*** Opening of ENTRIES PROVIDED ***

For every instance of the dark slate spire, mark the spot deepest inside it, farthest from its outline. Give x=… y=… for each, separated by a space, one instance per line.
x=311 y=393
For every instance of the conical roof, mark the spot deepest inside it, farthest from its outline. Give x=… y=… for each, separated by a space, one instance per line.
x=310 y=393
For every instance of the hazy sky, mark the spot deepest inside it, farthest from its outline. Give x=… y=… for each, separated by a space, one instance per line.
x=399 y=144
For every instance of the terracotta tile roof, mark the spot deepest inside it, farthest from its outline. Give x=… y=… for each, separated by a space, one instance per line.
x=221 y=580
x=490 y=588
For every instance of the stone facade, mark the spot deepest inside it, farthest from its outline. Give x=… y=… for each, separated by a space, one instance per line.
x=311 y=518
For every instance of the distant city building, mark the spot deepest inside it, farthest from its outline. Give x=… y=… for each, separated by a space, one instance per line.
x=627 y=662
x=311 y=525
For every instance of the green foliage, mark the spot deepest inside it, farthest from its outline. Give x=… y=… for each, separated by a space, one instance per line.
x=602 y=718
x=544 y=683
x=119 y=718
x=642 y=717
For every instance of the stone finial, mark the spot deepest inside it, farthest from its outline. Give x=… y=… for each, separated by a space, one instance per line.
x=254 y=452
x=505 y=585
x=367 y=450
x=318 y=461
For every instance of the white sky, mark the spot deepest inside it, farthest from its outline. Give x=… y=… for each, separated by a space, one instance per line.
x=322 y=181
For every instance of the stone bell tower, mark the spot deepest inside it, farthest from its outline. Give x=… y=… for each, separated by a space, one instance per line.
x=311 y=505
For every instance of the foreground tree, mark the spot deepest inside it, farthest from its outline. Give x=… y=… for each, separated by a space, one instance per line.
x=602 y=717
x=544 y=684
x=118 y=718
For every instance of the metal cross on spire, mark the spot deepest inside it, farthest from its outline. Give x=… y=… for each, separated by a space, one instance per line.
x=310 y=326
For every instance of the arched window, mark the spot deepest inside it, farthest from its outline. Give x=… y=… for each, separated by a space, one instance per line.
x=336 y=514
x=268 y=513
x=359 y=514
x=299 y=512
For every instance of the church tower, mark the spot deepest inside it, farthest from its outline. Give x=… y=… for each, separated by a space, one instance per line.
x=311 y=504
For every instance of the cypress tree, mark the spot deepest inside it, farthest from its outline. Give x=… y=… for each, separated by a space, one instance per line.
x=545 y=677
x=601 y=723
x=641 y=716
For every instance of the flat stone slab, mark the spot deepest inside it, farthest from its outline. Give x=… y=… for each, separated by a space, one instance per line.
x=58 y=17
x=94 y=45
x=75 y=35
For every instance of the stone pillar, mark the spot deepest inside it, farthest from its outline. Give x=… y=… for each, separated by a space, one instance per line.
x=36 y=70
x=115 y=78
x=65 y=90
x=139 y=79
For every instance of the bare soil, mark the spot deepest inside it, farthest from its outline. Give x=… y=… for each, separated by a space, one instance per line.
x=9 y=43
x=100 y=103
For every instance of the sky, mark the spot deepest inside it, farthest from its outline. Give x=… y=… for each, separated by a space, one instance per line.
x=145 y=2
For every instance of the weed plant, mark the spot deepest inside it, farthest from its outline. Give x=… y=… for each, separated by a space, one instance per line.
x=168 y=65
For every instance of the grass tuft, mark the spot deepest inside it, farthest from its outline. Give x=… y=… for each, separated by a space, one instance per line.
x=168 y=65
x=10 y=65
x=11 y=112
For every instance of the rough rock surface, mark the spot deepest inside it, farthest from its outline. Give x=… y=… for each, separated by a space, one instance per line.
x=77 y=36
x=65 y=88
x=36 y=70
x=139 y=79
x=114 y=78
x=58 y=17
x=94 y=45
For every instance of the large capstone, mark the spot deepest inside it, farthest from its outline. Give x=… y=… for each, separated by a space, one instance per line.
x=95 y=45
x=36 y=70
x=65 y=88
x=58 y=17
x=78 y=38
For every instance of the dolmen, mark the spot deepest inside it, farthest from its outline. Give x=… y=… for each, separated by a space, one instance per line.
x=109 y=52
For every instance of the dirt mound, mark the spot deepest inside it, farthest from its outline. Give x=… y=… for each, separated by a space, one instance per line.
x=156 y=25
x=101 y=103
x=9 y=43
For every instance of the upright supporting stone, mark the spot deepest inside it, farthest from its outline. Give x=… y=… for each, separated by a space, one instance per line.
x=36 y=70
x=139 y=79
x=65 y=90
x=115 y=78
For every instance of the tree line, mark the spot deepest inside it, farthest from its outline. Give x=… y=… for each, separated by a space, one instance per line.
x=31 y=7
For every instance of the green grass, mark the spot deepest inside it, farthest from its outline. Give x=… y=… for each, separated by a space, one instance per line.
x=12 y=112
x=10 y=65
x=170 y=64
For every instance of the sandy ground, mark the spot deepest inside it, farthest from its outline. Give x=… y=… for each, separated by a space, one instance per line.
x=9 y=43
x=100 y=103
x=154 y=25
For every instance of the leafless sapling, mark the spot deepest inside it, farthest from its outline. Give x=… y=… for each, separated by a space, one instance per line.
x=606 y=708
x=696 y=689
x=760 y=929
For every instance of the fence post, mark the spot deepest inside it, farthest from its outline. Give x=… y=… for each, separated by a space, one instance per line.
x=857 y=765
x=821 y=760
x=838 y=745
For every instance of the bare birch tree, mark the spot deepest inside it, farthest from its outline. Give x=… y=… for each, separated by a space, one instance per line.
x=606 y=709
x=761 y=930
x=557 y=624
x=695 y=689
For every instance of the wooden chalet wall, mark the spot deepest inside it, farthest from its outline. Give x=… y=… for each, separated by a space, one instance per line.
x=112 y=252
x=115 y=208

*** Close of ENTRIES PROVIDED ***

WORK REQUEST: Repeat the lines above, from the one containing "For every instance of the wooden" to the final line, word for word and with nothing else.

WORKED SOLUTION:
For every instance of the wooden chalet wall, mark the spot deepest inside it, farthest from its outline. Give x=… y=… for each, separated by a space, one instance per line.
x=112 y=252
x=115 y=208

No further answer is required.